Dataset entries:
>>>>

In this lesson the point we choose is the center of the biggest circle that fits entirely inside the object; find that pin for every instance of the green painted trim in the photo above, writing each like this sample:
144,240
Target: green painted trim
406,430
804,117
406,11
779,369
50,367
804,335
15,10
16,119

<<<<

#### Exercise requirements:
Reproduce every record, matching each line exactly.

#### Solution below:
In this lesson the point we choose is the center of the biggest circle that fits entirely inside the object; find that pin for every instance of the green painted trim in the photo above, writing each like this sample:
144,240
Target: green painted trim
406,430
804,117
406,11
779,369
50,367
804,335
15,10
16,119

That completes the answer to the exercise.